### [Provided information]

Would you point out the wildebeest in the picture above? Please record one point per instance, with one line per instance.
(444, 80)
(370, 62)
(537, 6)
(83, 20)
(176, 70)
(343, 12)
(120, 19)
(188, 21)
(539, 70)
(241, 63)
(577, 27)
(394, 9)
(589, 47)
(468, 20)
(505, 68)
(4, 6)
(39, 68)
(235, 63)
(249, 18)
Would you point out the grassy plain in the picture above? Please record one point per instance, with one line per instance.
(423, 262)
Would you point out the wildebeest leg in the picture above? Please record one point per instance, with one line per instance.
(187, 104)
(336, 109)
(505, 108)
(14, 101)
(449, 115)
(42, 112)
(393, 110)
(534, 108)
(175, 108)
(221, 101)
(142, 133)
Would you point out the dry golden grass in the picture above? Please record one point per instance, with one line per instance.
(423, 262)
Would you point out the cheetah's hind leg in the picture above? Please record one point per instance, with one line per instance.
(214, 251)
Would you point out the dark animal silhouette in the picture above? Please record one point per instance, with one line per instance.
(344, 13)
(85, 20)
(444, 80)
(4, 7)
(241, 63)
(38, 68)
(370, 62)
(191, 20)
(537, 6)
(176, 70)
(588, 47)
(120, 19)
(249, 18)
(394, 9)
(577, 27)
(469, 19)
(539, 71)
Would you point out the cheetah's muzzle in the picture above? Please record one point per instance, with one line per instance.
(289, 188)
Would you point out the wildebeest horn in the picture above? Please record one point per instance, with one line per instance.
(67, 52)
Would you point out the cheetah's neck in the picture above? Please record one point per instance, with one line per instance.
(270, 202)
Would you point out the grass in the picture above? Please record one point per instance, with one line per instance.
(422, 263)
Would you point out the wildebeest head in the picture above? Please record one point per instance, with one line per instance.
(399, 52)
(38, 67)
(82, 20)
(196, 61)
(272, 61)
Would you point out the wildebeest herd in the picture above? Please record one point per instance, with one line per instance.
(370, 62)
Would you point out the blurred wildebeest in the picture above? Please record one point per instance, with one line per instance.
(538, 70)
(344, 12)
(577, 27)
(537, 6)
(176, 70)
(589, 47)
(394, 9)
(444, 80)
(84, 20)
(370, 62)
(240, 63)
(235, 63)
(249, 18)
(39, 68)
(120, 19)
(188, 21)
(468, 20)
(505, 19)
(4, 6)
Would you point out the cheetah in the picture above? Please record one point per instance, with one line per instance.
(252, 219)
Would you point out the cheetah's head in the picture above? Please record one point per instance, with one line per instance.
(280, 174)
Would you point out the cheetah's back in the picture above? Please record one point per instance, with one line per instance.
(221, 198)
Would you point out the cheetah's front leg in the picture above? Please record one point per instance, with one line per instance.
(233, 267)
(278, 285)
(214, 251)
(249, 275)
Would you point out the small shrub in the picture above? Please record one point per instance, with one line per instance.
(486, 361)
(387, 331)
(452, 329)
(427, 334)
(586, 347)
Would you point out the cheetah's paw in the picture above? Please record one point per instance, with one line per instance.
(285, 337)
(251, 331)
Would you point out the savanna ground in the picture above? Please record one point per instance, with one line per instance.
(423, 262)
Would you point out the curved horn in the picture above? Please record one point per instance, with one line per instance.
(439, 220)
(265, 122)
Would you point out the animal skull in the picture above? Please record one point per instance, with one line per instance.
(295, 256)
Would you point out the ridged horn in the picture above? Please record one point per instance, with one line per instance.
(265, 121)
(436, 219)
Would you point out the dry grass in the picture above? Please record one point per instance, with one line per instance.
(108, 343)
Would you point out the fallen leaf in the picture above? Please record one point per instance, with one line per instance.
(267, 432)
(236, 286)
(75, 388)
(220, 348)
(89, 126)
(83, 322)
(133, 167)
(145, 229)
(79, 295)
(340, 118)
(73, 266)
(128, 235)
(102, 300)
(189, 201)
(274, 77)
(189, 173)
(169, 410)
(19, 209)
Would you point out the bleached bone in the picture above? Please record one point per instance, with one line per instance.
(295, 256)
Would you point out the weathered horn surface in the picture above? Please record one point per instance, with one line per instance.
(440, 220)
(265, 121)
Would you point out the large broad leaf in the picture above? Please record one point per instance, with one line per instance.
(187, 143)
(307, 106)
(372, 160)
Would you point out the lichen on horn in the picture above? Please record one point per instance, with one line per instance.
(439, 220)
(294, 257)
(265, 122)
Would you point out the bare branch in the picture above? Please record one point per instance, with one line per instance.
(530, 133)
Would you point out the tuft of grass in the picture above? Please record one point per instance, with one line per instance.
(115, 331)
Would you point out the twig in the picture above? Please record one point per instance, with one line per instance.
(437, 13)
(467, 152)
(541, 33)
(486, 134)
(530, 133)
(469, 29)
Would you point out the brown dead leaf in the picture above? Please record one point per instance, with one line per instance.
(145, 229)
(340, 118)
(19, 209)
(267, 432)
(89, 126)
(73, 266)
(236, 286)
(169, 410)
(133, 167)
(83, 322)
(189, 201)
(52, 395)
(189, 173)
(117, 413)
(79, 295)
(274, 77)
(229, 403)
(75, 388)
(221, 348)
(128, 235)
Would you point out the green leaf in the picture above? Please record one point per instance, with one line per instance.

### [Goal]
Exactly repeat the lines from the line that contains "Would you point out the weathered" to the end of the entries, both included, and leave out all other lines.

### [Written response]
Would you point out the weathered horn surface in the picture above? Please record one point per instance, with one line per instance.
(440, 220)
(265, 121)
Would you point out the large broad leaf in the picture above? Please record one point per instance, with one line per instance.
(187, 143)
(307, 106)
(372, 160)
Would you point out the lichen on horn in the picture above? Please record one point per instance, with one line per instance.
(439, 220)
(294, 257)
(265, 122)
Would you point out the bare branch in the picture above? Please record one point per instance, with one line per instance.
(530, 133)
Would you point out the tuft of grass in the picture above? Please record one point per instance, with one line per instance.
(115, 331)
Would you point out the twig in the picture above? Please record one point per instance, with one line per instance.
(437, 13)
(467, 152)
(541, 33)
(486, 134)
(530, 133)
(469, 29)
Would you point out the brown dead leaf in the picture above? Please record one point per instance, with one line per instance.
(145, 229)
(340, 118)
(19, 209)
(267, 432)
(89, 126)
(73, 266)
(236, 286)
(169, 410)
(133, 167)
(83, 322)
(189, 201)
(52, 395)
(189, 173)
(117, 413)
(79, 295)
(274, 77)
(229, 403)
(75, 388)
(221, 348)
(128, 235)
Would you point out the green leaf in the picture above? Please record one point per instance, with one line per instance.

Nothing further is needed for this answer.